**What is expected:**
Reproduce the listing word for word, from its first line through the line containing "154], [218, 167], [226, 162]]", with both of those lines included.

(Outline labeling listing)
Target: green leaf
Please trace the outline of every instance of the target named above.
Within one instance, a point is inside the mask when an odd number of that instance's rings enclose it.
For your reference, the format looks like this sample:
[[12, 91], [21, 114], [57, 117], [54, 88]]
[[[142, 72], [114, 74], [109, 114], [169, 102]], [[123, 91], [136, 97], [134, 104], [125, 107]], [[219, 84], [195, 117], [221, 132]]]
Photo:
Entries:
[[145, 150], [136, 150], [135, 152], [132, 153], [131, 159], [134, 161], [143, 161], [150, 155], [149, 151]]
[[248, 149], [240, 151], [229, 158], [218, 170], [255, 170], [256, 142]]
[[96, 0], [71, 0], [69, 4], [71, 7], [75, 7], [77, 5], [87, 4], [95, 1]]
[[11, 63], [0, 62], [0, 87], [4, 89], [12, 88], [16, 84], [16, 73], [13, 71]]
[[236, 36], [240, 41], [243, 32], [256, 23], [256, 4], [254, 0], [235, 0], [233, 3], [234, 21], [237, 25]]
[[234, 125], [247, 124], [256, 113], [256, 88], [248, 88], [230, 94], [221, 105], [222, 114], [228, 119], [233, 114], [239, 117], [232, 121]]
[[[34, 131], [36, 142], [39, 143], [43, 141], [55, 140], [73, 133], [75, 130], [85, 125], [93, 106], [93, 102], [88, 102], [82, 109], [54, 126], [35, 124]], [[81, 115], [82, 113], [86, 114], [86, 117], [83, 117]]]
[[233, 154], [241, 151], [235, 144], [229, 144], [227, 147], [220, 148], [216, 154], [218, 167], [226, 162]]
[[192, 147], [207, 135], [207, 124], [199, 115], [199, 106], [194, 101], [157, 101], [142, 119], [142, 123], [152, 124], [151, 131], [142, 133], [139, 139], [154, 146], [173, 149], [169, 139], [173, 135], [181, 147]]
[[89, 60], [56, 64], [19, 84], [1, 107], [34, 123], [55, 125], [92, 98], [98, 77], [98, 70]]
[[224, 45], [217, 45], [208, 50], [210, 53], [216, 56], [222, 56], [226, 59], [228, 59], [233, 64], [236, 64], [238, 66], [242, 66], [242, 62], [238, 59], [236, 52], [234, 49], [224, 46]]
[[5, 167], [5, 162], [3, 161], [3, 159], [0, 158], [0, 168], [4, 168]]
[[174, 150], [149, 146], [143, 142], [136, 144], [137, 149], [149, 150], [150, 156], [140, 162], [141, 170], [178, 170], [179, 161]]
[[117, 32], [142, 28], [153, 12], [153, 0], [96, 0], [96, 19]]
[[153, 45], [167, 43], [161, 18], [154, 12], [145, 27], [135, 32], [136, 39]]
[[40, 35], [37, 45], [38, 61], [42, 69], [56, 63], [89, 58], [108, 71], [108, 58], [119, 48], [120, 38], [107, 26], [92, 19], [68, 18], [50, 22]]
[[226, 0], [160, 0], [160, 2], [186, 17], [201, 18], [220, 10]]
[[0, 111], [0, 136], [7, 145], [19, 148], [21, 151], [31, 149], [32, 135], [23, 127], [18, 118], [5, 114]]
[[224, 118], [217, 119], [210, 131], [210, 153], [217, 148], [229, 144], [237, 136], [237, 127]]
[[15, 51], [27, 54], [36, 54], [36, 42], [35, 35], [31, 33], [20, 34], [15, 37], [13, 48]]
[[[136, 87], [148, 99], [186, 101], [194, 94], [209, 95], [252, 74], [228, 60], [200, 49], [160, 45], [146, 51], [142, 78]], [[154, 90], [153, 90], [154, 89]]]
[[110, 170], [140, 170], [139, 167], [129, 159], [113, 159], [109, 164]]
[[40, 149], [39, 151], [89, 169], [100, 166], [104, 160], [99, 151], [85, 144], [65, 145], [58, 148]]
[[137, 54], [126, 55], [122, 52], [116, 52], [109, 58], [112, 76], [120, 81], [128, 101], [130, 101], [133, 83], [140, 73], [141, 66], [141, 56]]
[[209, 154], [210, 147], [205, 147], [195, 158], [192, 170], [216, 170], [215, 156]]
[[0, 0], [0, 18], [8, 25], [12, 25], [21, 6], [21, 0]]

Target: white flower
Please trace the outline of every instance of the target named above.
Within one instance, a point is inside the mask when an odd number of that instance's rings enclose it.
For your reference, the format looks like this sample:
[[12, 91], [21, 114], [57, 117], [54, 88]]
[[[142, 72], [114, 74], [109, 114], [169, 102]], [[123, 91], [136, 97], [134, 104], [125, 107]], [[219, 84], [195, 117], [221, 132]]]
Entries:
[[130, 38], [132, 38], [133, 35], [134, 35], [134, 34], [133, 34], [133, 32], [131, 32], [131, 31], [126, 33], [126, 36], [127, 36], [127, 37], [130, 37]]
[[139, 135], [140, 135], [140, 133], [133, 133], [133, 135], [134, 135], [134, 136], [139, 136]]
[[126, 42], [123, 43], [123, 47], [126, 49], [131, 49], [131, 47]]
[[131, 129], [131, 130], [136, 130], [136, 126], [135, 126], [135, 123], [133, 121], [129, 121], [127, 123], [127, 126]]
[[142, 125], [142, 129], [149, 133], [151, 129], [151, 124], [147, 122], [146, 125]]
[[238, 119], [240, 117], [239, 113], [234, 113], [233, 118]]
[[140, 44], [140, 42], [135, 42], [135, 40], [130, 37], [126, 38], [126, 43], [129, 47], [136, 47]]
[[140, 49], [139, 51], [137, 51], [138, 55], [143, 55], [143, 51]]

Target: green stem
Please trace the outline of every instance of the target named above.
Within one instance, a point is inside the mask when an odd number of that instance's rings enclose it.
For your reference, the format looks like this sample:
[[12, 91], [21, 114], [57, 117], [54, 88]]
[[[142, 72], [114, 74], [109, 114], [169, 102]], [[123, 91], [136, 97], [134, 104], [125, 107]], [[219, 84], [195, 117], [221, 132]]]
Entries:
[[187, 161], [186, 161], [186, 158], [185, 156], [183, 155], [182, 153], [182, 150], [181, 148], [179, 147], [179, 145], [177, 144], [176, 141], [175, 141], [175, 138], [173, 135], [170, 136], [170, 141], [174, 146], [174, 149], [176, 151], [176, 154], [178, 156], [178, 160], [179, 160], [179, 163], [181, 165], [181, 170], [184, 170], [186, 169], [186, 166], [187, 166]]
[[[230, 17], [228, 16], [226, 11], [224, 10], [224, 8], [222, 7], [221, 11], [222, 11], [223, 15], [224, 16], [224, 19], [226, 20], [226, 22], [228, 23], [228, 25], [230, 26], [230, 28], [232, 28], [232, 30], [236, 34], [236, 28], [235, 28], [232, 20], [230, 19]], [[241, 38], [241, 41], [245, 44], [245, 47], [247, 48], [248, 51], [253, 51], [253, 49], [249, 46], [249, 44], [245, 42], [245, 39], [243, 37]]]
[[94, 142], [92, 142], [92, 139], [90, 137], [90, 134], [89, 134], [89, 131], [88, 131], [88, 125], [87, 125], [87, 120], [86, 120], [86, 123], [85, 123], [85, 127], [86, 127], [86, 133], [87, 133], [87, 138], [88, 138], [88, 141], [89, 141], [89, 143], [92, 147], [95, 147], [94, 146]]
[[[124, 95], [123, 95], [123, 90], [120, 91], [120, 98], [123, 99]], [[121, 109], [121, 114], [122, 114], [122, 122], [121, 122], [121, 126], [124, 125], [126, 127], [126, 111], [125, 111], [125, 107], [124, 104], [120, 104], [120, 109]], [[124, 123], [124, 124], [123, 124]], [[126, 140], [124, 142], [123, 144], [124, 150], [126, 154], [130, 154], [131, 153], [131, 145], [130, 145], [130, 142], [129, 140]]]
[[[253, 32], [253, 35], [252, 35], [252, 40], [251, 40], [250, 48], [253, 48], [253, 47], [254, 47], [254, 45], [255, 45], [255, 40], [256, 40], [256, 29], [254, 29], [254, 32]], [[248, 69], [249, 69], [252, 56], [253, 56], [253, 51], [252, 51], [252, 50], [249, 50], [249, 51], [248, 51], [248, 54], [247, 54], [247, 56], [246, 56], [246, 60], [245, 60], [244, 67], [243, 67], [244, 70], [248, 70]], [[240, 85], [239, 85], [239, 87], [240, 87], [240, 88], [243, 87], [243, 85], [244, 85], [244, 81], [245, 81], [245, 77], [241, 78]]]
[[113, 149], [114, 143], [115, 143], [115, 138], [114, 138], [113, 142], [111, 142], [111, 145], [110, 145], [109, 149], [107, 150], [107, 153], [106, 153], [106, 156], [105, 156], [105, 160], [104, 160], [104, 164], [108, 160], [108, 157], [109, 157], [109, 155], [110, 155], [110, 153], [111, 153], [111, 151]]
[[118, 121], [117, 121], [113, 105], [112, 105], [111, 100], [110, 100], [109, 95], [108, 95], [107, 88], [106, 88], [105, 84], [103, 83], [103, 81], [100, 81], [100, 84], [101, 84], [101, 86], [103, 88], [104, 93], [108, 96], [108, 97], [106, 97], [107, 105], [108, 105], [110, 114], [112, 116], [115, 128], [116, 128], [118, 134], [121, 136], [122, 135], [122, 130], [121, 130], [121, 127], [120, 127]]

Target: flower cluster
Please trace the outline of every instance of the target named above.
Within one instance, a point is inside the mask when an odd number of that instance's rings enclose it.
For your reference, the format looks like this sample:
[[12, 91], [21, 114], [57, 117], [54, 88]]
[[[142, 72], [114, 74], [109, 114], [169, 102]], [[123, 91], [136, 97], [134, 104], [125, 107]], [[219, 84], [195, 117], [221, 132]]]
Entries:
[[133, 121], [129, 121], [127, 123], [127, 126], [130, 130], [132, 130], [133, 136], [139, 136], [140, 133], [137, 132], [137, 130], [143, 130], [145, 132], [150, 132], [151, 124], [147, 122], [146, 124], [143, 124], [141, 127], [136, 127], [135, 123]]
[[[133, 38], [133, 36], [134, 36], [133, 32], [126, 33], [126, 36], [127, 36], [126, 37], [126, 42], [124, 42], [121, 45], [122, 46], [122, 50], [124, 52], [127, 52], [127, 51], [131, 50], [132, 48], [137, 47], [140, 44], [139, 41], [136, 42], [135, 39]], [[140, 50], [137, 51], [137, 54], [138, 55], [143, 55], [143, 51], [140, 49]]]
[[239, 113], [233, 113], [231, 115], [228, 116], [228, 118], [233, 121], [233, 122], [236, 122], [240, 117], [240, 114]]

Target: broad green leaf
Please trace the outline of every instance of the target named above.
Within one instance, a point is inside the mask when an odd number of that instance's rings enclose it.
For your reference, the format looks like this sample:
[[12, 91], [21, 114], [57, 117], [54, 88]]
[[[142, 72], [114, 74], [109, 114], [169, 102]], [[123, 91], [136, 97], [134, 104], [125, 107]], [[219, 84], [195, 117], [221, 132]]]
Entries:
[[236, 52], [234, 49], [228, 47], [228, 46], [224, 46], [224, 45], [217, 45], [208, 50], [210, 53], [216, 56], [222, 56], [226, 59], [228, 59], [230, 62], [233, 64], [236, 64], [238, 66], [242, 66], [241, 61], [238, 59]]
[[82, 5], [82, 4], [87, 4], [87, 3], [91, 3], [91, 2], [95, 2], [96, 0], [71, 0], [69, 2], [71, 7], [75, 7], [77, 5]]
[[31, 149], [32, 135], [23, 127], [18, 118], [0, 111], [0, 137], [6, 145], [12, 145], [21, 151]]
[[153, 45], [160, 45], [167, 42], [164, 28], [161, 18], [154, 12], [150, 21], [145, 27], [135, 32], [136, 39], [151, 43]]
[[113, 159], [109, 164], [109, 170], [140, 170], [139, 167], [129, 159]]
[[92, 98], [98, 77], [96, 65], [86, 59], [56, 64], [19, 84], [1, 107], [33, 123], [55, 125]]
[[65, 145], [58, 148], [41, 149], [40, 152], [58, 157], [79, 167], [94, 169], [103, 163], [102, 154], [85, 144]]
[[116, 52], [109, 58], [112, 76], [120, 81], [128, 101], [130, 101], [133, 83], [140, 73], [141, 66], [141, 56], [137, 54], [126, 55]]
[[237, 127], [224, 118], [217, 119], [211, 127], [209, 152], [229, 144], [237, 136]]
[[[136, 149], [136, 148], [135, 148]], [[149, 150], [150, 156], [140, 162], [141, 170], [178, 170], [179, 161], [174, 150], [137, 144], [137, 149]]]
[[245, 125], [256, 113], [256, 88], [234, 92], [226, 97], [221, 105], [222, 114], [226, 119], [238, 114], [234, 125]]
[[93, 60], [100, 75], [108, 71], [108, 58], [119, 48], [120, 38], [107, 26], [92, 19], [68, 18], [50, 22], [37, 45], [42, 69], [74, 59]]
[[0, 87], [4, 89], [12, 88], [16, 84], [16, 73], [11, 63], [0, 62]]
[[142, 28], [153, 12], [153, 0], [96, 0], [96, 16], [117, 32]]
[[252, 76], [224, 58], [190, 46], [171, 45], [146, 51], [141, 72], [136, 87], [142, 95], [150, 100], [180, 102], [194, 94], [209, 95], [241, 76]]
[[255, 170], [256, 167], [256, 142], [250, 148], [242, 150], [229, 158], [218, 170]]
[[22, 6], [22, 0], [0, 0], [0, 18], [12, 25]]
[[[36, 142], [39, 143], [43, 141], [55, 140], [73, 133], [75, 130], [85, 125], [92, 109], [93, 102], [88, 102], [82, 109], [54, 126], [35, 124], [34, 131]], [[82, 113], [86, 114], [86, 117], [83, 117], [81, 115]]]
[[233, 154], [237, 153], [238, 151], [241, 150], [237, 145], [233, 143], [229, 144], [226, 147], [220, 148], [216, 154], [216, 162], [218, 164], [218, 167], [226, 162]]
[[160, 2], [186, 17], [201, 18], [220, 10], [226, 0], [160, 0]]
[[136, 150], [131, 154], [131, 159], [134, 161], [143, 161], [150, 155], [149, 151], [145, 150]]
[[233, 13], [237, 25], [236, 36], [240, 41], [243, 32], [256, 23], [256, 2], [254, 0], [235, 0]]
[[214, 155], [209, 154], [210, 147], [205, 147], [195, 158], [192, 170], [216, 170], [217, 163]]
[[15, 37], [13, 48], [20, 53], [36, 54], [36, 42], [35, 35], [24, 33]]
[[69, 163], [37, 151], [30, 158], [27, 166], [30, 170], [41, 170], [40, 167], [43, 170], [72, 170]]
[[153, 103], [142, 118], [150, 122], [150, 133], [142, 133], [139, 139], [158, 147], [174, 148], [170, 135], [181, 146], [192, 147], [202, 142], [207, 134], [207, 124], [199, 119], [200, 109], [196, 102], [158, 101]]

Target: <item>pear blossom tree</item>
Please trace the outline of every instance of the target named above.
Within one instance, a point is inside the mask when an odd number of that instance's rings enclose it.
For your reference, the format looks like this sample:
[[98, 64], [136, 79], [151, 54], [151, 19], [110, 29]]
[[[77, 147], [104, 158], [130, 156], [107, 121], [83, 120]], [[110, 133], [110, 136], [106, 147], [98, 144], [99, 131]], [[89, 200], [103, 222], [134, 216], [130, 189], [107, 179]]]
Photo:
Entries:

**Written answer:**
Target: green leaf
Please trace the outline of every instance of the target named above.
Within one instance, a point is inside the mask when an odd number of that instance's rings enclose it.
For your reference, the format looks like this sample:
[[12, 91], [21, 114], [57, 117], [54, 88]]
[[[142, 72], [114, 74], [109, 114], [169, 102]], [[123, 91], [136, 97], [134, 104], [125, 107]], [[219, 84], [195, 117], [221, 132]]]
Photo:
Entries:
[[145, 150], [136, 150], [135, 152], [132, 153], [131, 159], [134, 161], [143, 161], [150, 155], [149, 151]]
[[248, 149], [240, 151], [229, 158], [218, 170], [255, 170], [256, 142]]
[[96, 0], [71, 0], [69, 4], [71, 7], [75, 7], [77, 5], [87, 4], [95, 1]]
[[11, 63], [0, 62], [0, 87], [4, 89], [12, 88], [16, 84], [16, 73], [13, 71]]
[[236, 36], [240, 41], [243, 32], [256, 23], [256, 4], [254, 0], [235, 0], [233, 3], [234, 21], [237, 25]]
[[234, 125], [247, 124], [256, 113], [256, 88], [248, 88], [230, 94], [221, 105], [222, 114], [228, 119], [233, 114], [239, 117], [232, 121]]
[[[34, 131], [36, 142], [39, 143], [43, 141], [55, 140], [73, 133], [75, 130], [85, 125], [93, 106], [93, 102], [88, 102], [82, 109], [54, 126], [35, 124]], [[81, 115], [82, 113], [86, 114], [86, 117], [83, 117]]]
[[233, 154], [241, 151], [235, 144], [229, 144], [227, 147], [220, 148], [216, 154], [218, 167], [226, 162]]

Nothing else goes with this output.